§ TAREAS ASIGNADAS
1. Enumere todos los nombres propios de personas o personajes que aparecen en el texto sobre La novela luminosa.
2. Prosiga el texto sobre La novela luminosa a partir de su última oración, manteniendo su tono y registro.

§ DOCUMENTO FUENTE

────────────────────

“A veces siento que la novela que estoy intentando escribir es realmente La novela luminosa, de Mario Levrero, como Pierre Menard escribió sin querer el Quijote porque era lo que tenía que escribir, y leyendo La novela luminosa veo que ya está ahí puesto todo lo que yo querría poner en mi libro y que quizá no tenga ningún sentido seguir intentando escribirlo.
Luego pienso que si mi tarea es la de Pierre Menard quizá tenga mucho más sentido (al menos para mí) que la del autor “nuevo y original”. Me parece bien ser Pierre Menard y no Cervantes, es más realista y también más honesto (al menos para mí)”.
La novela luminosa, Mario Levrero.
¡Por fin una novela de 300 páginas! Ni 100, ni 1000. Ni novelita, ni novelón. Una novela.
No hay una sola frase subrayable en el texto, no le hace falta. No son subrayables porque si empiezas la fuerza de la prosa te lleva subrayar páginas enteras y no sólo highlights como de slogan de anuncio de patatas Lay’s. No son instagrameables porque en gran parte de los casos ninguno querríamos vernos relacionados con aseveraciones tan moralmente incómodas; una novela anti-identificación donde el autor debe tragar saliva para dejar hablar a su narrador, y el lector se molesta un poco por disfrutar a un personaje que detesta tanto. Una novela contra el sentimentalismo tan goloso del: ay, soy yo literal.

────────────────────

Registros del conjunto de datos de señalamiento:
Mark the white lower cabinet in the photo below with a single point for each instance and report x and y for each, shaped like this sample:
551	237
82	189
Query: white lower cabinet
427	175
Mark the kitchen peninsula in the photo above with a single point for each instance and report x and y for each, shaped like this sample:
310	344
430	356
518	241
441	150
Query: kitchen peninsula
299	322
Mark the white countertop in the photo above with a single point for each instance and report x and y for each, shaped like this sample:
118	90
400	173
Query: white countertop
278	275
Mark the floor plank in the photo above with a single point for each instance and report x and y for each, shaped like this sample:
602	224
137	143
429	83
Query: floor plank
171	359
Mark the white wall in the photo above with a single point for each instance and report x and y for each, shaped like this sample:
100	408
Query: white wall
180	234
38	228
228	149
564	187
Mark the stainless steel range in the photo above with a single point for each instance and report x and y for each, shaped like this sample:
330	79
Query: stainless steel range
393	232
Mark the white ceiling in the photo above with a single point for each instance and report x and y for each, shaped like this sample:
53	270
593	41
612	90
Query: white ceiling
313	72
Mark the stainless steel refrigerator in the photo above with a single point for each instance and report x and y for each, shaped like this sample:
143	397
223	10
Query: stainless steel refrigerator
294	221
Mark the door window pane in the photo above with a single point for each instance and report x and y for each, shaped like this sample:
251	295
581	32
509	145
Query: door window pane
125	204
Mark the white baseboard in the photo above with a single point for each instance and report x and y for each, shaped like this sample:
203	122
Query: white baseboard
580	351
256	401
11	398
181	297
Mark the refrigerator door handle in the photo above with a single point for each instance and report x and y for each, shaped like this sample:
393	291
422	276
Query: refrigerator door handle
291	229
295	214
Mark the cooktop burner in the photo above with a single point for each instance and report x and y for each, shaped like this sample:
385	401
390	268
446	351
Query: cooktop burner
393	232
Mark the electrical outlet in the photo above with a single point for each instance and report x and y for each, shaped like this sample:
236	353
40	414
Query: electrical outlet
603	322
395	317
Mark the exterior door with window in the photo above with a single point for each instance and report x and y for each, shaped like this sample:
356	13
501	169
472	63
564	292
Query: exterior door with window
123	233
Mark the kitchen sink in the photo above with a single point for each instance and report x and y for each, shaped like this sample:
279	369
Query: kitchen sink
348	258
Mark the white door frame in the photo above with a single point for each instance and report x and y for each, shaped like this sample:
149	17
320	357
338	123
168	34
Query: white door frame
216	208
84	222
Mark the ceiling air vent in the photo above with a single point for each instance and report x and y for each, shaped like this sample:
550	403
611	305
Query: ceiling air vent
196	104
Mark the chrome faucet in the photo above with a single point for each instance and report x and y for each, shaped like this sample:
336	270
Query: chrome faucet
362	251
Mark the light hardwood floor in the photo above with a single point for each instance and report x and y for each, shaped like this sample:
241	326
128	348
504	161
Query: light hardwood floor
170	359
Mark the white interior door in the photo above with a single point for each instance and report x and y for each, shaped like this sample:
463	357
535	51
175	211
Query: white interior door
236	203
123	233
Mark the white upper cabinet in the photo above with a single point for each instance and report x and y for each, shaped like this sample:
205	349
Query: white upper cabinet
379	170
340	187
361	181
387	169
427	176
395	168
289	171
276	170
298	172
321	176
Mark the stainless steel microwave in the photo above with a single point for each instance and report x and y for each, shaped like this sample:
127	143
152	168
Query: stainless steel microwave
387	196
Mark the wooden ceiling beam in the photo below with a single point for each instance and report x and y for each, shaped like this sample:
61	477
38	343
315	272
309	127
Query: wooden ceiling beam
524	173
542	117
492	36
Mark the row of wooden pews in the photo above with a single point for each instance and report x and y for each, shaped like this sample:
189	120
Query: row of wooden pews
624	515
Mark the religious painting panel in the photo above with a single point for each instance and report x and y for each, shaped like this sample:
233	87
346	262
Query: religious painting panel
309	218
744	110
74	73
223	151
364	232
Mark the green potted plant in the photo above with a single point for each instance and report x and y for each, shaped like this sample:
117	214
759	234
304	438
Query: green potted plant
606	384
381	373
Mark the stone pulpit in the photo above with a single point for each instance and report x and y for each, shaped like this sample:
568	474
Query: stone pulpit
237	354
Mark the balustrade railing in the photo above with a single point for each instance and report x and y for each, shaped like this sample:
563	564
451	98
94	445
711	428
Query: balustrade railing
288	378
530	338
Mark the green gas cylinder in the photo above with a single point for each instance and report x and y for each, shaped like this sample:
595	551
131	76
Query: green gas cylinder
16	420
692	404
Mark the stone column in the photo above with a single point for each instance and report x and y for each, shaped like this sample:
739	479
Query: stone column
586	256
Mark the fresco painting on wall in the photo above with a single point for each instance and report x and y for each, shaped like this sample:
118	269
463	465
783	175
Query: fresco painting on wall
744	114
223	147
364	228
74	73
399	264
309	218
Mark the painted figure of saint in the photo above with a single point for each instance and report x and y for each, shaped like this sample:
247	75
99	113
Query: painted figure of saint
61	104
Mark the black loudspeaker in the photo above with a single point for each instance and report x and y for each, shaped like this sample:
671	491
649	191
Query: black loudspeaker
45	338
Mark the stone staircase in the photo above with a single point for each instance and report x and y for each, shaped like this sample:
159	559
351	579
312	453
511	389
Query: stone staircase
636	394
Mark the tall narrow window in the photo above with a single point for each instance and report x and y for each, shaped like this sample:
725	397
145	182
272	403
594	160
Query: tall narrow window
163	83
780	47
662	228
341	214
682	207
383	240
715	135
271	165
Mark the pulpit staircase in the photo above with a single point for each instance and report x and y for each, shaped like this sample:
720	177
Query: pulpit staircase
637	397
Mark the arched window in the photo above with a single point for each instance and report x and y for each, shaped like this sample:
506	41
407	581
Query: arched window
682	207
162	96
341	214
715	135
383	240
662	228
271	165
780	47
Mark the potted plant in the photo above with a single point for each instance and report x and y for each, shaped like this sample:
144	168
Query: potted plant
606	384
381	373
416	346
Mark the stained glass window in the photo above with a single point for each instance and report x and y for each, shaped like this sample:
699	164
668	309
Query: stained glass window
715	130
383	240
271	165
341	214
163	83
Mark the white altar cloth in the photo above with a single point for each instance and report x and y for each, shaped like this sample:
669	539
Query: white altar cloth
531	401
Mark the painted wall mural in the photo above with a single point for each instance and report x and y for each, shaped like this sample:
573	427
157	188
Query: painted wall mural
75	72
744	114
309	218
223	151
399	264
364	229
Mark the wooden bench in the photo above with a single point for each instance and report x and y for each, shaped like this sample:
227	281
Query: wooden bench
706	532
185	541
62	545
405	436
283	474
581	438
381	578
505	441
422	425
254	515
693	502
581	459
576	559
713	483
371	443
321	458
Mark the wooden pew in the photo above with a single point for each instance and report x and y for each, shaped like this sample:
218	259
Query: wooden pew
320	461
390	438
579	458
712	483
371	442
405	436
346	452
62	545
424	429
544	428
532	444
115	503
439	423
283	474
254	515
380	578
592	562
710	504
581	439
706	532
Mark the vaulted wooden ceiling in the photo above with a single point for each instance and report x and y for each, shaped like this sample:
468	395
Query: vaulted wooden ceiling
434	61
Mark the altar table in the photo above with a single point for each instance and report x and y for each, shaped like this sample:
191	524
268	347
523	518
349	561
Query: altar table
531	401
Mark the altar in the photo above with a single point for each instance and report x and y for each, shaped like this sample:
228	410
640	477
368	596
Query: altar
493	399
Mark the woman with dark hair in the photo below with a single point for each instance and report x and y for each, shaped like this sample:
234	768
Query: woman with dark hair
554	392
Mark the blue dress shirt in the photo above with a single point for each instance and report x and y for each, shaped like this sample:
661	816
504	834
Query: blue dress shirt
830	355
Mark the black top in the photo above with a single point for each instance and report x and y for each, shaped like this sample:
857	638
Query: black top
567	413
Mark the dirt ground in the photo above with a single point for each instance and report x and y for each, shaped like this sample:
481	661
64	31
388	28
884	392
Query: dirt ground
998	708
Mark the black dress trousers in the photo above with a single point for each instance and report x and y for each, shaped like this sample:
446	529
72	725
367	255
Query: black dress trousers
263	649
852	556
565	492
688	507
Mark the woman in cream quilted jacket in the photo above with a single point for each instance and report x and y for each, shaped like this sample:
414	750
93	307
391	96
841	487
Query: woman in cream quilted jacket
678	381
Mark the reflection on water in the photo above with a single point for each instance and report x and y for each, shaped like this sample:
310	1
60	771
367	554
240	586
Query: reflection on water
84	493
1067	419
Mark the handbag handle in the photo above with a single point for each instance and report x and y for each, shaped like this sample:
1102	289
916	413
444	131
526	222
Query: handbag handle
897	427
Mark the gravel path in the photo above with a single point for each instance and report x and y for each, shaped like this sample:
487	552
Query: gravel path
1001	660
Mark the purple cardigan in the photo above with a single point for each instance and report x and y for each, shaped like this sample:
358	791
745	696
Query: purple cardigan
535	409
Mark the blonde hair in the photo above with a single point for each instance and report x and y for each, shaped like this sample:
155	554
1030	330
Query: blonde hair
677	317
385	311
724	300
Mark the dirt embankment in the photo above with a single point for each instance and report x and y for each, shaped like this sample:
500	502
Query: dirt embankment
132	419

────────────────────

§ RESPUESTAS POR TAREA
1.
- Mario Levrero
- Pierre Menard
- Cervantes

2.
Hay datos concretos que hablan de tiempos, lugares y realidades lejanas, ajenas; una prosa precisa, que fija, nombra, especifica todos los detalles de aquel mundo extraño irlandés, católico, putero, antiguo, hasta hacerlo cotidiano como las calles de nuestro barrio hoy; y una propuesta estructural propia, que no nos regala nada más que días y días, narración. Y a la vez, todo en este libro resulta necesario, todo es claro y nada es evidente. No se señala a sí mismo, tampoco pretende engañarnos. Es lo que es, y lo que es es muy bueno. Muy difícil de conseguir, muy difícil que no se caiga por ninguna parte una narración tan densa, concreta y aventurada, muy difícil no explicar, no ser obvio, tampoco pedante, no aburrir. Llevar por una narración, por un personaje, una voz y una textualidad diversa, múltiple. Cuántos libros tan nutritivos aparecen al año. Muy pocos.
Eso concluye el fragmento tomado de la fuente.